[Named-object pointing records]
============================================================

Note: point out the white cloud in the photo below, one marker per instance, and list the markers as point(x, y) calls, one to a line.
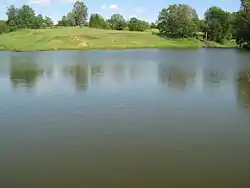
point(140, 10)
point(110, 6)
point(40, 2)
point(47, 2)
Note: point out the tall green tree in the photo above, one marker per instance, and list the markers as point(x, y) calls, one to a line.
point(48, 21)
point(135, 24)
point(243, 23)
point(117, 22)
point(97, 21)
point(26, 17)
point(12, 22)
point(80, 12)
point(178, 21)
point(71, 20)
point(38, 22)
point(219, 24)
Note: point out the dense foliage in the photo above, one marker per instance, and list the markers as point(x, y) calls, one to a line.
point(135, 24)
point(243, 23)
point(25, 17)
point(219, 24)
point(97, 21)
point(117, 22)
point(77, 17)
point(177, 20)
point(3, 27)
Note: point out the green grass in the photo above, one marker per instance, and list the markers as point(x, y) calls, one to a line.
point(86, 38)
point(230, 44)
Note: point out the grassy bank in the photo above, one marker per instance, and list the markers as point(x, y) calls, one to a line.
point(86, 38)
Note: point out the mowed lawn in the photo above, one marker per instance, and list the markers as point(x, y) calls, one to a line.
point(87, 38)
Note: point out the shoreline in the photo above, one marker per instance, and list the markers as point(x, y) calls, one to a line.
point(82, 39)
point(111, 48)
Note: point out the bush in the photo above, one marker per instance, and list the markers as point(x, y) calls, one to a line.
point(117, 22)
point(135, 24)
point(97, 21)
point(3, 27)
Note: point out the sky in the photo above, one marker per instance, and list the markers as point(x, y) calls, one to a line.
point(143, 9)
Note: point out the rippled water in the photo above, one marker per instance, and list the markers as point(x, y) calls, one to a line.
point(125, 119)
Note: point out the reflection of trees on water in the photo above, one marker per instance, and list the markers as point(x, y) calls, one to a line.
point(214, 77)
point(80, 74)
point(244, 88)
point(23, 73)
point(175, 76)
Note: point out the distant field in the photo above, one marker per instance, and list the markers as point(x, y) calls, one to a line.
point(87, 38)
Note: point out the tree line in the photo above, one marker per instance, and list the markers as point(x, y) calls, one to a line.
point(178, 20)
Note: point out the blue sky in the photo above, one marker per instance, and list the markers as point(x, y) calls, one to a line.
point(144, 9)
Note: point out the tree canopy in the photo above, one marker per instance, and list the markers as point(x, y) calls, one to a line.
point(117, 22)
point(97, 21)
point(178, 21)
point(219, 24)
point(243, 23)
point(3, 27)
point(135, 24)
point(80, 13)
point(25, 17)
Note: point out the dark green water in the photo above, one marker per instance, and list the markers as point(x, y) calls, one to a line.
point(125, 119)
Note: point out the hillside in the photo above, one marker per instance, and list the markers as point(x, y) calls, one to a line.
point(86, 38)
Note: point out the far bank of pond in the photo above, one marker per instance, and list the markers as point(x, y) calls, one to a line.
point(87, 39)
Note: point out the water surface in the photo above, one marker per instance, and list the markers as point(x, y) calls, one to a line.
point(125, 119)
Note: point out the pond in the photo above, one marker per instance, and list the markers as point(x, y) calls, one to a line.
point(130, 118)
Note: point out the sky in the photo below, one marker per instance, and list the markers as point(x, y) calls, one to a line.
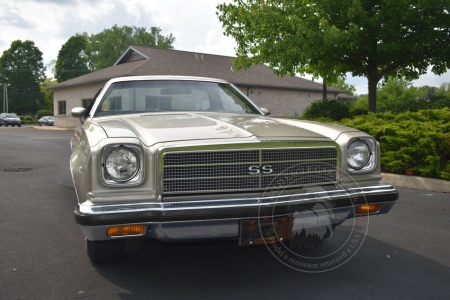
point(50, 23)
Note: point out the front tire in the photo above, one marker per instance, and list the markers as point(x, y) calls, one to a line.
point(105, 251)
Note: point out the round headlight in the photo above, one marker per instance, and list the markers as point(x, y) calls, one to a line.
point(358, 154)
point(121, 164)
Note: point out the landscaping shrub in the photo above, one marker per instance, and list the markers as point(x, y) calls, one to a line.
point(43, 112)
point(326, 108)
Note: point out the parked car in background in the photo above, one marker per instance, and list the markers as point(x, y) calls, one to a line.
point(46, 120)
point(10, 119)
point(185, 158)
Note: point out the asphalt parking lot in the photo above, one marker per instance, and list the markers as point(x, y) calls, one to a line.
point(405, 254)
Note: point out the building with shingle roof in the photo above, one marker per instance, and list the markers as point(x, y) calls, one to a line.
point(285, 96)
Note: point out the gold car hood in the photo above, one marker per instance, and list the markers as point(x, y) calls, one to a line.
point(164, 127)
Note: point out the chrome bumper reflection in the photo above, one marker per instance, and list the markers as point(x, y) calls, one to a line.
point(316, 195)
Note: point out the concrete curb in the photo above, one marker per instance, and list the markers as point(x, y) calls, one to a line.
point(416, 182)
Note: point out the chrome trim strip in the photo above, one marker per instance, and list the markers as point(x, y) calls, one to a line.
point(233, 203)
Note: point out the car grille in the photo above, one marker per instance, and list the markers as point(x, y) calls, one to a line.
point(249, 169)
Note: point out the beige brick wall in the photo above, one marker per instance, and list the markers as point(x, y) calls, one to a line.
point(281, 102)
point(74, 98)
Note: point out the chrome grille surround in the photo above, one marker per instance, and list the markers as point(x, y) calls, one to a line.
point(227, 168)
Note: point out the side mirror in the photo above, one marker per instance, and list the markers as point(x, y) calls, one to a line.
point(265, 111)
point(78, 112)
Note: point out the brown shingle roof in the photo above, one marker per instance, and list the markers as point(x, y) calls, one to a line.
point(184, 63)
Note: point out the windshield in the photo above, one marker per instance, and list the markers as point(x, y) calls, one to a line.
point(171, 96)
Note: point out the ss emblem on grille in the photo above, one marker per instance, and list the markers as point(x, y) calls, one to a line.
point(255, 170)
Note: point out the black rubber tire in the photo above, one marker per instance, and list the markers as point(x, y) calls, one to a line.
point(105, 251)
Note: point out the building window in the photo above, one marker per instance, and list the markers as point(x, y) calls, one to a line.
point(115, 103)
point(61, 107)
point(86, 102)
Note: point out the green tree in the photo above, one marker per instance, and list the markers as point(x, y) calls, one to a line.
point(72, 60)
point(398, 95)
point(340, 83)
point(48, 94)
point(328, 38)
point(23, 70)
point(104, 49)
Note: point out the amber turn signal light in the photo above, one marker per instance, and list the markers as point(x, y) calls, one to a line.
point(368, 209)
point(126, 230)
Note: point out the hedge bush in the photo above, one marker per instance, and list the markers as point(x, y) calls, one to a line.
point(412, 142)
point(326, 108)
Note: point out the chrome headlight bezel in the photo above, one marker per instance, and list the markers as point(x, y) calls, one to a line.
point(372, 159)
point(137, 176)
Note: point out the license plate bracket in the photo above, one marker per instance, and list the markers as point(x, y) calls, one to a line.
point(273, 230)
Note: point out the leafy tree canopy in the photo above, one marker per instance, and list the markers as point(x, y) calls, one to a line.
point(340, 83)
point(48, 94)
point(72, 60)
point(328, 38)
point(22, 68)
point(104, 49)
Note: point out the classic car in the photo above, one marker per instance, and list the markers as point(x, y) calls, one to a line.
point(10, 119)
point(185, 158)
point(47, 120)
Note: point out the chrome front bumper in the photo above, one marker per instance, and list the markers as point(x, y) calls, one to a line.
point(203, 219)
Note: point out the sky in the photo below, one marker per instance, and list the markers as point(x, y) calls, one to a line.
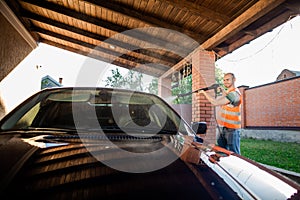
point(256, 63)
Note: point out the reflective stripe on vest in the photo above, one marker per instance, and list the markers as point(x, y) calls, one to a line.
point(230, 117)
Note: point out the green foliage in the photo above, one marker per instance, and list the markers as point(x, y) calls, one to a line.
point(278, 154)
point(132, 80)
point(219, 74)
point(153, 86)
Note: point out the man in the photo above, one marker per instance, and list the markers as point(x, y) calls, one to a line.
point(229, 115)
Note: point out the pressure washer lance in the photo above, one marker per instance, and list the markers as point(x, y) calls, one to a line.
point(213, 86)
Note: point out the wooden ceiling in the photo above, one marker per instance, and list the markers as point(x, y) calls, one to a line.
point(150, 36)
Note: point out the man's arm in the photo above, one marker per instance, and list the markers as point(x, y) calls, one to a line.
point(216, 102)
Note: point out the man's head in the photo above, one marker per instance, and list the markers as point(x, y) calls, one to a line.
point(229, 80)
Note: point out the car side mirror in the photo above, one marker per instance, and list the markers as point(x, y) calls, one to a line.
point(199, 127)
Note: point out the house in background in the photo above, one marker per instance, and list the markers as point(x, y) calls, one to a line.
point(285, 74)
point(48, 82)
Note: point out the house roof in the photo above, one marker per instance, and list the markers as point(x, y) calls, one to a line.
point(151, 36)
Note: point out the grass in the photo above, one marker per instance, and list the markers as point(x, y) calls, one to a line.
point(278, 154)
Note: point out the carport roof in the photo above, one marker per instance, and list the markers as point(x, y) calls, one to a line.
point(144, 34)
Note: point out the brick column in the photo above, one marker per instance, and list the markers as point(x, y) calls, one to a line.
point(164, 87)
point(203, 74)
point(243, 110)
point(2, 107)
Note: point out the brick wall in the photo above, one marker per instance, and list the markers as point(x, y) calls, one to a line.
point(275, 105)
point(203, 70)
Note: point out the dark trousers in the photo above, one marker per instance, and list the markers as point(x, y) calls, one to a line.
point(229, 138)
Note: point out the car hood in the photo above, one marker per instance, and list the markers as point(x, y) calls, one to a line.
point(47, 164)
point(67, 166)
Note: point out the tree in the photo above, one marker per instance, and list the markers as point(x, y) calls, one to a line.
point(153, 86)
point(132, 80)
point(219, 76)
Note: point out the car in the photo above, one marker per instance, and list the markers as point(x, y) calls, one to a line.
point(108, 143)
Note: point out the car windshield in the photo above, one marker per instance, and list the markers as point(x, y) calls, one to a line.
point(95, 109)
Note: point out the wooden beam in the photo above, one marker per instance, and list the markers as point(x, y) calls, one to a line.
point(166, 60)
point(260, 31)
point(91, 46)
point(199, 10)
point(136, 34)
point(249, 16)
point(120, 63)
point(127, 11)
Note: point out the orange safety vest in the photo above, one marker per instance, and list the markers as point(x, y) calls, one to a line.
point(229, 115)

============================================================

→ **Stated exercise**: Reproduce the stretch of the data from the line containing "Note: point out the water" through the line containing "point(405, 254)", both ends included, leaving out any pictures.

→ **The result**:
Note: point out the water surface in the photo above, one marker per instance, and list the markers as point(x, y) calls, one to a line.
point(125, 119)
Note: point out the pond in the photo above, one marker per instance, and list the markers as point(x, y) calls, one to a line.
point(130, 118)
Note: point out the sky in the photo below, one marker per instance, and list the markers as point(x, y) calls, one to a line.
point(50, 23)
Note: point out the front tire in the photo above, one marker per instance, and list the markers as point(x, y) calls, one to a line.
point(105, 251)
Note: point out the round headlight in the photo above, one marker per instance, and list the markers as point(x, y) calls, one to a line.
point(358, 154)
point(121, 164)
Note: point out the landscaping shrub in the photo above, one marker per instance, and list the markers as point(x, y) calls, one to a line.
point(43, 112)
point(326, 108)
Note: point out the parked car in background in the photo above, one marker per instance, and list the markers as point(x, y) calls, one to a line.
point(46, 120)
point(10, 119)
point(185, 158)
Note: point out the asphalt parking lot in the photo above, one marker per instance, and list the markers as point(x, y) calls, one to a line.
point(405, 254)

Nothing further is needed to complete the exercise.